The task: Continue the forum thread about the weed-filled pasture next door, starting after its last post.

Selection:
=====
Now, I have a small farmette stuck between all these places. I manage my pastures with mowing and judicious use of herbicide. I am deeply frustrated by the Weed Farm next door.

Can I hop the fence and at least whack the crap closest to me? I can go thru a gate, so no need to actually hop anything. I can even drive my tractor thru to brush hog...if I were brave enough. I wonder if I could call it "fire suppression management" and get away with it. Honestly, NO ONE has ever come to our shared property line in 4 years. (and that was to check the fence, by someone who worked for the cow owners, who lease the property from some one else!) We had to put a loose cow back once, but we just shooed her thru the gate and fixed the fence, as they (whoever they are) are not around.

I guess I'm asking if you think I'd be within my "rights" to whack me some tansy? Or should I act first and ask for forgiveness should it come up?

I am only going to remove what they should be doing already. Hell, they should be grateful, right?!

Tamara in TN
Aug. 7, 2011, 06:35 PM
Can I hop the fence and at least whack the crap closest to me? I can go thru a gate, so no need to actually hop anything. I can even drive my tractor thru to brush hog...if I were brave enough.
I guess I'm asking if you think I'd be within my "rights" to whack me some tansy? Or should I act first and ask for forgiveness should it come up?

I am only going to remove what they should be doing already. Hell, they should be grateful, right?!


um no you are trespassing...

and if they fall in love with those weeds (I have seen it done before) you have just killed their "Precious" and damaged them...

I would try to find the owners and tell them of the super poisonous nature of this stuff and how it spreads and ask them if they have objections to <whatever you plan> or <have a plan>

they may tell you to piss off...;) be warned.

secondly spray the boundaries religiously to keep it back....your rights stop where theirs begin.

Tamara

oldpony66
Aug. 7, 2011, 06:36 PM
I would discuss it with the owners first, stating my reasoning. They may give you permission, or they may give you a perfectly reasonable explanation for keeping it as is. If they are grazing cattle on it, you could suggest that the mowing will encourage GRASS to grow instead of weeds that even cows won't eat.
=====
Dataset content:
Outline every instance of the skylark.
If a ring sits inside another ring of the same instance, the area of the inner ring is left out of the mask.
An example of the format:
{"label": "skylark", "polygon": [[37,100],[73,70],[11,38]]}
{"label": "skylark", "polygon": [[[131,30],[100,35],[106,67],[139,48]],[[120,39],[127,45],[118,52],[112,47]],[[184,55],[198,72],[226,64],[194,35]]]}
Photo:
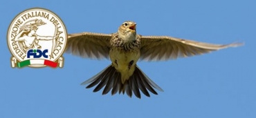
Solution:
{"label": "skylark", "polygon": [[107,58],[111,63],[91,79],[82,83],[89,83],[86,88],[96,86],[98,92],[104,86],[102,95],[111,90],[115,95],[134,93],[140,98],[140,90],[150,97],[148,92],[158,95],[154,89],[163,91],[136,65],[140,59],[145,61],[161,61],[177,57],[190,57],[210,52],[242,43],[219,45],[174,38],[168,36],[142,36],[136,34],[136,23],[127,21],[112,34],[81,32],[68,35],[67,52],[92,59]]}

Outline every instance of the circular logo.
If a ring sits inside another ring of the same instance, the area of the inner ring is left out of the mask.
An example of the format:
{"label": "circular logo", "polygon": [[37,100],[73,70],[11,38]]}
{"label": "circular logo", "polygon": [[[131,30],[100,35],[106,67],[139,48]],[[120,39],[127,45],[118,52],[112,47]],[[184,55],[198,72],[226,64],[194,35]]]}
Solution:
{"label": "circular logo", "polygon": [[43,8],[21,12],[7,35],[12,67],[63,67],[66,38],[64,24],[53,12]]}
=====
Answer below:
I am only going to remove what they should be doing already. Hell, they should be grateful, right?!

Ummm... "what they should be doing"? Is there a zoning ordinance that prohibits the weeds? If so, that's a whole other angle. I have a neighbor with weeds galore but I think they have some kind of conservation thing going so that it's habitable to certain wildlife (not your situation as far as I can tell! Cows aren't very endangered.) but who determines what they "should be doing"? If you keep your property mowed, the spread of weeds to your area will be controlled quite well.

clanter
Aug. 7, 2011, 06:38 PM
IF the property in a U.S. Department of Agriculture’s Natural Resources Conservation Service (NRCS) program they may not be very happy to have had a bush hog run through the place

Contact the cattle owners, if they say sure then bush hog until you run out of fuel

ReSomething
Aug. 7, 2011, 07:19 PM
There's a poster on here in BC with an organic farm, and her neighbor "helped her out" by spraying herbicide over the property line and on to her property to tidy it up.

I remember how p*ssed off she was about it, since it affected her organic status.
Don't touch a weed seed on that place without permission.

Calvincrowe
Aug. 7, 2011, 07:20 PM
The land is not in any kind of conservation district, and tansy is considered a noxious weed and its removal is required by the state and county (I read our county's regs). In fact, before our economic downturn, the county used to have a noxious weed control dept. who would send out letters demanding landowners remove these weeds or face a fine.

I will try to figure out who the owner is. I'm guessing not before the tansy and thistles blow seeds all over my land.

We do spray the boundary, but we are talking blackberry thickets 15 feet high, beginning to arch over our fences. And, in the patches of grass between those blackberry mountains, a sea of yellow and purple (tansy and thistle) the daisies are nearly done seeding out.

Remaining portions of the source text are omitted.